## begin

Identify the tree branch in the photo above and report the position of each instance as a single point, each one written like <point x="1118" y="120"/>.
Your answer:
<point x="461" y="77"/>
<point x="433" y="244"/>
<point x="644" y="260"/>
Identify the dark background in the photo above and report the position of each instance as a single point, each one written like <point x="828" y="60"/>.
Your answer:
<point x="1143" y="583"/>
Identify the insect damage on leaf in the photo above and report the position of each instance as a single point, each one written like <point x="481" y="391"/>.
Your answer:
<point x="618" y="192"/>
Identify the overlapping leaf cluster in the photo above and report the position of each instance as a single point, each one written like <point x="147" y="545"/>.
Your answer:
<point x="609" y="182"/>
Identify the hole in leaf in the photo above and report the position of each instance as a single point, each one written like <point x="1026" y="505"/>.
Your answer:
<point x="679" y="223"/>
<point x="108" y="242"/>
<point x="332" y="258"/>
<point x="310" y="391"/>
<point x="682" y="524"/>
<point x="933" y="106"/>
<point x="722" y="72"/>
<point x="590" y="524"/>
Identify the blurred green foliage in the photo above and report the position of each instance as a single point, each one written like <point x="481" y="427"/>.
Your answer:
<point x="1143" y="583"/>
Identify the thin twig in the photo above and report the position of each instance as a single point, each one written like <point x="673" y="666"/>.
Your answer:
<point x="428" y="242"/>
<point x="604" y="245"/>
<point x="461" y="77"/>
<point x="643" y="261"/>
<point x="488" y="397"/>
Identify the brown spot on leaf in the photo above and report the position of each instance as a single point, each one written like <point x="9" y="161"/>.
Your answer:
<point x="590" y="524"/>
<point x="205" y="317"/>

## end
## begin

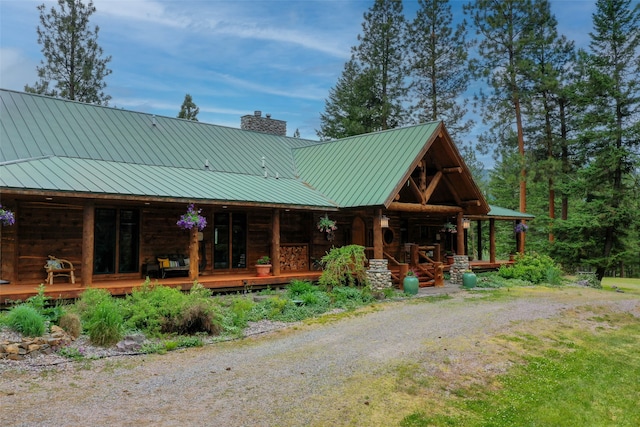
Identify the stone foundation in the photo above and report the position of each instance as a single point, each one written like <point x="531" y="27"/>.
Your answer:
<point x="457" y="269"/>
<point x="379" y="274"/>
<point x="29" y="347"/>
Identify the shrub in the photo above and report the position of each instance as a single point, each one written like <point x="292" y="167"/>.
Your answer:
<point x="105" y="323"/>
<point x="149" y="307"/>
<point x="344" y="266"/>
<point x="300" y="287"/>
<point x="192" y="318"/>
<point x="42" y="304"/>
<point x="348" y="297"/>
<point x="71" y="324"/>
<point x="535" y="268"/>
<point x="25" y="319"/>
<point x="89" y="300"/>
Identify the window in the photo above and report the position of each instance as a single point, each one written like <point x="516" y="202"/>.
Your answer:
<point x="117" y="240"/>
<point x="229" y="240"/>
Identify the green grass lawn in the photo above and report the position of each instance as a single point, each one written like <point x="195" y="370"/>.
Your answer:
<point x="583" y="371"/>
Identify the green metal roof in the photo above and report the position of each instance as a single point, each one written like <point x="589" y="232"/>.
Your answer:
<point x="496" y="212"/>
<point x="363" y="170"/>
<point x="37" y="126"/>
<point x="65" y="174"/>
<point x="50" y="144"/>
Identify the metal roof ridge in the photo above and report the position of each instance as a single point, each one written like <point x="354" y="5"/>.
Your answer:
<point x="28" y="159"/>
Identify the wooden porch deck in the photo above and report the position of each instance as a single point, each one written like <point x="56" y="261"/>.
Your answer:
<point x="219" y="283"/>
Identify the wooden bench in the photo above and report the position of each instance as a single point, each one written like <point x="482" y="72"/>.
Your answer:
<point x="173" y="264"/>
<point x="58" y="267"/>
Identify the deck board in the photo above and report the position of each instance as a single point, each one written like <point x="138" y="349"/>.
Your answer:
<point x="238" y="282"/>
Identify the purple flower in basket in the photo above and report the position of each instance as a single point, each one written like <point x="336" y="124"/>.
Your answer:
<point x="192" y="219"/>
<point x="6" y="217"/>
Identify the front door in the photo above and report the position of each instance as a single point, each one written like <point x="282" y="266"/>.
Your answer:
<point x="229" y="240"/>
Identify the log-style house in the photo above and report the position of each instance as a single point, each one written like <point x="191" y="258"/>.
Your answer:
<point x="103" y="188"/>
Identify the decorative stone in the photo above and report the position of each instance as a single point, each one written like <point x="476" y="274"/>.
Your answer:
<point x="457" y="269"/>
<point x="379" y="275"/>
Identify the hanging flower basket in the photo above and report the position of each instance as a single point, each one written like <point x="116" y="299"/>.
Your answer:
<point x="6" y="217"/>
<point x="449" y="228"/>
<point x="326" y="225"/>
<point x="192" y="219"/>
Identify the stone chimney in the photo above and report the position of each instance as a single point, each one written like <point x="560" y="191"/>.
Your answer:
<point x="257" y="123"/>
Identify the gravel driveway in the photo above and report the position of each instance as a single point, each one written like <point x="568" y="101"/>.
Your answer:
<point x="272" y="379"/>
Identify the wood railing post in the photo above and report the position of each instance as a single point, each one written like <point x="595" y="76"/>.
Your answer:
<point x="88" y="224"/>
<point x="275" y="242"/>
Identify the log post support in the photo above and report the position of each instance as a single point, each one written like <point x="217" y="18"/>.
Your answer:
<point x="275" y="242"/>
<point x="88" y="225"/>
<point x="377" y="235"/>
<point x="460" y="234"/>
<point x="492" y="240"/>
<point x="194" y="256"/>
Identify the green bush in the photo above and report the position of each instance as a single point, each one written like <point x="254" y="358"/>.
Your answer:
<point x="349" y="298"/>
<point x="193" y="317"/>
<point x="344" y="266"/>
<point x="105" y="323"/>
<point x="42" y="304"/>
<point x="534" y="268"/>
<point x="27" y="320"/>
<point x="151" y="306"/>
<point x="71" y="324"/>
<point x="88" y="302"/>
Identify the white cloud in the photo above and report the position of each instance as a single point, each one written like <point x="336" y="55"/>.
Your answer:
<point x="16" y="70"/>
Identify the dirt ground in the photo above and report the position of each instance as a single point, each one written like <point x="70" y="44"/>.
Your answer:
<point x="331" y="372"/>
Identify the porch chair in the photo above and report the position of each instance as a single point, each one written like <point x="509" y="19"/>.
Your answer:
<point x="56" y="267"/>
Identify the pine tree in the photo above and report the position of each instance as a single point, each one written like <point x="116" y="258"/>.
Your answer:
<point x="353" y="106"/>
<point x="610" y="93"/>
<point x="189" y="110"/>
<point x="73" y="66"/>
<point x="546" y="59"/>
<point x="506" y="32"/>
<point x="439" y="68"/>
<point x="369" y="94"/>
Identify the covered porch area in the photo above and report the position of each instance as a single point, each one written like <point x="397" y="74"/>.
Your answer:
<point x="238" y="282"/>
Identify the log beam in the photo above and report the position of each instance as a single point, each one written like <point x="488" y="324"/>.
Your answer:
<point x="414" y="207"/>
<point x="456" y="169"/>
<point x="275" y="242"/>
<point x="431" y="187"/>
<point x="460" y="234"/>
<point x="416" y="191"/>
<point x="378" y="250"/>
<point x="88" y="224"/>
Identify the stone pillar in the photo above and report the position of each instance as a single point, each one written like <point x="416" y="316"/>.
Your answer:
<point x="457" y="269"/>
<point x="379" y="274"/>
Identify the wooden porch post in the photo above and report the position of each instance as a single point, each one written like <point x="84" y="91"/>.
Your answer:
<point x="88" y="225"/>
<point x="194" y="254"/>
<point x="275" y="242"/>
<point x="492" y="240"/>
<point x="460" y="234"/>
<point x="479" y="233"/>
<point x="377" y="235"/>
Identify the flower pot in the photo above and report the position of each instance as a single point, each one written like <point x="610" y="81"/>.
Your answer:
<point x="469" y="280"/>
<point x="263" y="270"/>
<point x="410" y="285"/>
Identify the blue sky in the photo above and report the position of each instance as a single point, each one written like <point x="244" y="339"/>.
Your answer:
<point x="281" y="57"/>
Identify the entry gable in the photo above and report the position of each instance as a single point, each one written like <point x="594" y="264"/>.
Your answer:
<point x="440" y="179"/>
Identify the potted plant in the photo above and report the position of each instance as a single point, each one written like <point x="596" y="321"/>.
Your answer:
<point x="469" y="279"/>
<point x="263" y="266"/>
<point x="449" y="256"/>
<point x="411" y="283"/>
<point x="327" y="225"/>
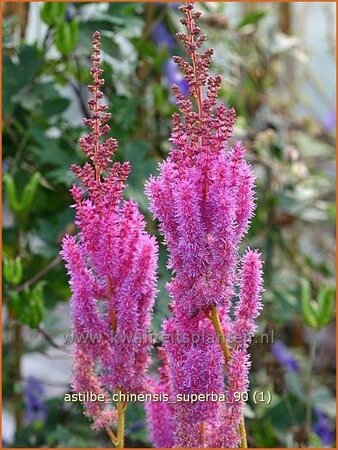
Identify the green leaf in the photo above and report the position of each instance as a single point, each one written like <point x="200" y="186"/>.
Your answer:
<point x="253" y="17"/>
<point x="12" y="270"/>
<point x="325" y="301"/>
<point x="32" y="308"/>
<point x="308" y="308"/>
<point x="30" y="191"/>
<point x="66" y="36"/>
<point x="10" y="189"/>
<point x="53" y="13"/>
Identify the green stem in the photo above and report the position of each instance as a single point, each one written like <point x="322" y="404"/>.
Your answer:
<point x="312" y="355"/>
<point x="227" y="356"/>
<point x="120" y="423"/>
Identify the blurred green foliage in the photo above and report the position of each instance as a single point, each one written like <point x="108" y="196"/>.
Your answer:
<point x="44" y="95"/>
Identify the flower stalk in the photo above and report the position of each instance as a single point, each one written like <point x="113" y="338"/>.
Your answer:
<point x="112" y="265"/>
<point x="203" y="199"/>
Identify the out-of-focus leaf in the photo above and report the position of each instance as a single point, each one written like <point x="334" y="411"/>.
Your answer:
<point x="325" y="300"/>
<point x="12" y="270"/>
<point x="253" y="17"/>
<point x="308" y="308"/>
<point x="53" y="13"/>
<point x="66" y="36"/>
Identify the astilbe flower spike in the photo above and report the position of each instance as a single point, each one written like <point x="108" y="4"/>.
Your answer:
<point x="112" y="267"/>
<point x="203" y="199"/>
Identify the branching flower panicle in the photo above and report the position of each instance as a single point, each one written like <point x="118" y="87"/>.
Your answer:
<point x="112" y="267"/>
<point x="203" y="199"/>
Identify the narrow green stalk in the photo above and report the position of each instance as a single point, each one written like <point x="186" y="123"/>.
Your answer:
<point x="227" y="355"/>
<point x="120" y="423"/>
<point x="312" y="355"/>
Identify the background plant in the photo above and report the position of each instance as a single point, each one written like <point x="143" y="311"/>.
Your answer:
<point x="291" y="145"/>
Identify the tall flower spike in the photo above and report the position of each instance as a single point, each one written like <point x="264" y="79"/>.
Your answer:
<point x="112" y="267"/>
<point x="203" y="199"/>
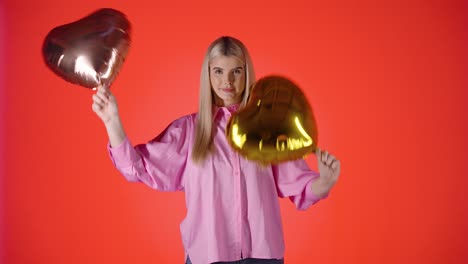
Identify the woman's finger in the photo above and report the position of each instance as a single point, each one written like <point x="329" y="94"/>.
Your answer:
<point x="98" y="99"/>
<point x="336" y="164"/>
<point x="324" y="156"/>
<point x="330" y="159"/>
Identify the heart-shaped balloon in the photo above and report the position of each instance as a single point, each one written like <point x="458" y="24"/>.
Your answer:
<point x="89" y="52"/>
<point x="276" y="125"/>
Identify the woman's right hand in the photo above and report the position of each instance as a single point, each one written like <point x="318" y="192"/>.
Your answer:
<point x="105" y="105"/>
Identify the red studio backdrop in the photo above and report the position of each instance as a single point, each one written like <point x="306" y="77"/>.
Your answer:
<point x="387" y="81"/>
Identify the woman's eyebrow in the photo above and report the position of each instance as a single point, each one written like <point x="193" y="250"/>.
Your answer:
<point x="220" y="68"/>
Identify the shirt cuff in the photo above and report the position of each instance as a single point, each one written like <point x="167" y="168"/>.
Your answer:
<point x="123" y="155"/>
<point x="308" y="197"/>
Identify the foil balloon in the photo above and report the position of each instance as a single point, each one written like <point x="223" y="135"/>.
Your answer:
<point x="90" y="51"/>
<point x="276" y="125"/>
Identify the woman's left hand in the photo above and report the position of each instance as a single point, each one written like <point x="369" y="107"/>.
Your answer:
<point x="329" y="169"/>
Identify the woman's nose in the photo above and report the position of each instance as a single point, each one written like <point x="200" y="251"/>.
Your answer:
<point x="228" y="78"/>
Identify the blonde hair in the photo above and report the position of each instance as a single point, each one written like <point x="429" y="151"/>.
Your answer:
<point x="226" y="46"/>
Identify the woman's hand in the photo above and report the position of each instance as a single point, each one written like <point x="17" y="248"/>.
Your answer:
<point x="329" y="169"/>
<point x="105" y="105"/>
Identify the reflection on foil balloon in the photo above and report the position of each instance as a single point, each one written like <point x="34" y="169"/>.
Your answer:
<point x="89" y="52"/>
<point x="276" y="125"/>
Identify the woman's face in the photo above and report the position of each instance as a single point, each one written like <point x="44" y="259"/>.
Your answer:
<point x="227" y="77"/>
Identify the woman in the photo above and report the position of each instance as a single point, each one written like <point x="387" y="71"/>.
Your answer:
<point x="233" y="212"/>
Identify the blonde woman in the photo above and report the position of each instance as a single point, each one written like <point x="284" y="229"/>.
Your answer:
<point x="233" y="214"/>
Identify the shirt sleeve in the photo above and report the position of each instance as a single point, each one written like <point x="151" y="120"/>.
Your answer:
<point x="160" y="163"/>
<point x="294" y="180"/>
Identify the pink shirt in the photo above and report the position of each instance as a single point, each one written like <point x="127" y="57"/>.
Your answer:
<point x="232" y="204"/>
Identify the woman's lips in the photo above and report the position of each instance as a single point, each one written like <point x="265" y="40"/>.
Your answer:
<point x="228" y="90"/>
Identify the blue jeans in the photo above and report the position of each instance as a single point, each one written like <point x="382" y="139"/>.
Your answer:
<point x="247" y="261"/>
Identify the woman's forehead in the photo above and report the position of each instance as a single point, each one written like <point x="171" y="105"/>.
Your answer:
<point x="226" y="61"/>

## end
## begin

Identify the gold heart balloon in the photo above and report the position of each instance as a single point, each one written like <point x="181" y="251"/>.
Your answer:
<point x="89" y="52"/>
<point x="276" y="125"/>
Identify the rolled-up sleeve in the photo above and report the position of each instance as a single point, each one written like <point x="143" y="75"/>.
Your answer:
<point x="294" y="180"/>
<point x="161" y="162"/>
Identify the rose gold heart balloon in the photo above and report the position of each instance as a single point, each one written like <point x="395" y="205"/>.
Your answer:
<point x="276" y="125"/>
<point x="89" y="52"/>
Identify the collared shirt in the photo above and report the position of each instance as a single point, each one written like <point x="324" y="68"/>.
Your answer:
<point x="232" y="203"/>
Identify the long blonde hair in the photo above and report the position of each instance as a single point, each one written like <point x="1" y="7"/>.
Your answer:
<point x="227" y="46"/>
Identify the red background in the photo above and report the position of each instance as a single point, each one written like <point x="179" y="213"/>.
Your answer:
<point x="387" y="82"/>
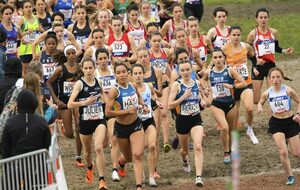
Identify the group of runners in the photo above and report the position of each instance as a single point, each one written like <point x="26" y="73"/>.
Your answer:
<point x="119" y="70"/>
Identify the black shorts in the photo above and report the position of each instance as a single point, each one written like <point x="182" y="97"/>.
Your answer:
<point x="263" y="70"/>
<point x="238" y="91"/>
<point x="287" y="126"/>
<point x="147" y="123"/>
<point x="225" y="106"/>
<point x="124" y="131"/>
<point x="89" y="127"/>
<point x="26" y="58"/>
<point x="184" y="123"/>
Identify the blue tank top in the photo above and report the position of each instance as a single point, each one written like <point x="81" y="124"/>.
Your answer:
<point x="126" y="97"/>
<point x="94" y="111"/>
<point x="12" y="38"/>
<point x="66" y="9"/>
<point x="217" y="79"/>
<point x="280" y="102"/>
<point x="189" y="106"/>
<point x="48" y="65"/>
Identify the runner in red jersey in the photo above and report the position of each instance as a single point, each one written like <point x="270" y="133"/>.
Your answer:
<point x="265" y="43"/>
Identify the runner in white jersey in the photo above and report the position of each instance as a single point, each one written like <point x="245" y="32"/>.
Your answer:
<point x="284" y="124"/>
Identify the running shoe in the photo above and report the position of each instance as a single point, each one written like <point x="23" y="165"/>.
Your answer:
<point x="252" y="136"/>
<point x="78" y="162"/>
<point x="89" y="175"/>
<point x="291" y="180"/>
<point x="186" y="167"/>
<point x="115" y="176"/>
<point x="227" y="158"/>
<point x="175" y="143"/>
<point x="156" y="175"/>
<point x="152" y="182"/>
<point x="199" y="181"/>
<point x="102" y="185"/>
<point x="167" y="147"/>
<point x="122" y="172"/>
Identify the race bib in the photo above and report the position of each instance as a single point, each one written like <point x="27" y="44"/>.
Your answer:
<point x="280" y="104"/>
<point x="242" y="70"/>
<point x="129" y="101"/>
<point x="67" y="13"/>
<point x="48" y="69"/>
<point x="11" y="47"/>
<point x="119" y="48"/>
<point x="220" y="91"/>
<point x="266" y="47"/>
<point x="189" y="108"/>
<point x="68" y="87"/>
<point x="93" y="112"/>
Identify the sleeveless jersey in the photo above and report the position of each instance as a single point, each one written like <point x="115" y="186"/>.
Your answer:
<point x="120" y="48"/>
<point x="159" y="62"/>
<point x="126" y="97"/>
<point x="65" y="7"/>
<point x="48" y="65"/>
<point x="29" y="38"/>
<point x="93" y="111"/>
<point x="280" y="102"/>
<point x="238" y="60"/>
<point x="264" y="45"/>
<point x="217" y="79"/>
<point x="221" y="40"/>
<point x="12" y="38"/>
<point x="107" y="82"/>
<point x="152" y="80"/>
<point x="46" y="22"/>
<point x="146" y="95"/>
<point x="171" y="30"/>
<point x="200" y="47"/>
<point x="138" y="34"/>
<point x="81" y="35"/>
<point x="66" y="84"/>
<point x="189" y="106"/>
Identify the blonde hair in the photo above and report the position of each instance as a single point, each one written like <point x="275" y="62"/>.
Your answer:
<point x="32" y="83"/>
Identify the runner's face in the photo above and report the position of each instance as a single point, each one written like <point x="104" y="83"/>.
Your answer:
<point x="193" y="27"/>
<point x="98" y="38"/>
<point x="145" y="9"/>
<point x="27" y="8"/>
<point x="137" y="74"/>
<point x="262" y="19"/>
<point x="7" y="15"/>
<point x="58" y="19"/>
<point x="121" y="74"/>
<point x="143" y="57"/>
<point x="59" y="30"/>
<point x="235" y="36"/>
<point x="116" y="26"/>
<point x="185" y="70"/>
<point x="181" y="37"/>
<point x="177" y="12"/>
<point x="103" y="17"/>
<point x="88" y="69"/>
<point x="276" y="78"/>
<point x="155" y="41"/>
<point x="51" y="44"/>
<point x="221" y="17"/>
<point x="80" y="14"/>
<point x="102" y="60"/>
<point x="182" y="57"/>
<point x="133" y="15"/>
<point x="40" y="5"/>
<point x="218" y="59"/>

## end

Which lines in the data above contain the string "stalk", with uppercase and lowercase counted as different? Pick out and copy each of those lines.

Identify the flower stalk in the photo above and report the position of each instance as a single point, each one written like <point x="113" y="338"/>.
Identify the narrow green stalk in the photo above and report the position of each instance as a single point, each one written like <point x="186" y="123"/>.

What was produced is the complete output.